TEXT EXTRACT:

We had Senator Boswell whose view of the world is that a woman's place is in the kitchen making sure dinner is ready for hubby for when he gets home. Good old Senator Boswell wants to return to a time when Aboriginal people could not vote and when we could not talk about the issue of equality and how we should be able to live in a society where all people are treated equally. The coalition are running away from this debate, because they have already lost Senator Bernardi over his spiteful, hateful and divisive comments. If it goes on for a bit longer, who knows what might happen? The genie would be out of the bottle. We would hear all of these folks with their prejudiced views not being able to help themselves. People at the moment are just holding back because they think: 'Give this a bit of time and it'll be off the political agenda.' It is not going anywhere.

TASKS TO COMPLETE:
1) Answer these questions from the speech excerpt:
(a) Whom have the coalition already lost?
(b) What does Senator Boswell want to return to?
(c) What do people think will happen if they give this a bit of time?
2) List every adjective the speech excerpt uses to describe Senator Bernardi's comments.
3) Rewrite the speech excerpt from "We had Senator" to "not going anywhere.", switching "dinner" to "supper".

[Source data]
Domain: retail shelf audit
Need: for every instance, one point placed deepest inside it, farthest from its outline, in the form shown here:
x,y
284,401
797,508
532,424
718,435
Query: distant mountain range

PER-TASK ANSWERS:
1)
(a) Senator Bernardi.
(b) A time when Aboriginal people could not vote and when we could not talk about the issue of equality and how we should be able to live in a society where all people are treated equally.
(c) It'll be off the political agenda.

2) spiteful, hateful, divisive

3)
We had Senator Boswell whose view of the world is that a woman's place is in the kitchen making sure supper is ready for hubby for when he gets home. Good old Senator Boswell wants to return to a time when Aboriginal people could not vote and when we could not talk about the issue of equality and how we should be able to live in a society where all people are treated equally. The coalition are running away from this debate, because they have already lost Senator Bernardi over his spiteful, hateful and divisive comments. If it goes on for a bit longer, who knows what might happen? The genie would be out of the bottle. We would hear all of these folks with their prejudiced views not being able to help themselves. People at the moment are just holding back because they think: 'Give this a bit of time and it'll be off the political agenda.' It is not going anywhere.